Prompt: Continue the abstract on predictors of response to cardiac resynchronization therapy, starting right after its last sentence.
[Opening Text shown section]
Background: In just a few years, cardiac resynchronization therapy (CRT) has emerged as a key player in the treatment of advanced heart failure (HF). However, approximately 30% of patients with CRT device implantation do not achieve a favorable response. The purpose of the present study was to identify clinical, electrocardiographic, and echocardiographic predictors of a positive response to biventricular pacing in patients with advanced decompensated HF.
Methods: This prospective, observational study involved 42 consecutive patients admitted in emergency settings in our clinic with HF in New York Heart Association (NYHA) functional class III/IV, with QRS duration ≥120 ms and left ventricle ejection fraction (LVEF) ≤35%, who underwent cardiac resynchronization therapy (CRT-P or CRT-D) between January 2010 and July 2014. Statistical analysis was performed using IBM SPSS statistical software.
[Closing Text shown section]
[Opening Recorded data section]
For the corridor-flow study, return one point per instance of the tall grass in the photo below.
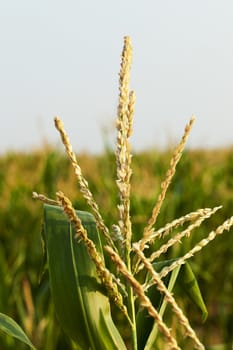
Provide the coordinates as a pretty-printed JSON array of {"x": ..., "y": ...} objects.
[{"x": 209, "y": 184}]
[Closing Recorded data section]
Response to this exercise:
Results: The clinical response (improvement in NYHA class) was recorded in 6 patients (14.3%), while echocardiographic response (change in ejection fraction and/or in endsystolic or end-diastolic volumes) was recorded in 10 patients (23.8%). The most frequently observed type of response to CRT was the double (clinical plus echocardiographic) response, recorded in 23 out of 42 patients (54.8%). ROC analysis identified the absence of chronic renal disease and the duration from onset of symptoms to CRT implantation as good predictors for clinical improvement after CRT (AUC = 0.625, 95% CI: 0.400–0.850 for absence of renal failure and AUC = 0.516, 95% CI: 0.369–0.853 for symptoms duration). However, gender, age, duration from symptom onset, and comorbidities were not good predictors for the echocardiographic response (AUC <0.600).
Conclusions: CRT represents an important therapeutic option for selected patents with advanced decompensated HF and prolonged QRS interval; however, only some of the commonly used criteria can predict a favorable outcome in patients undergoing CRT.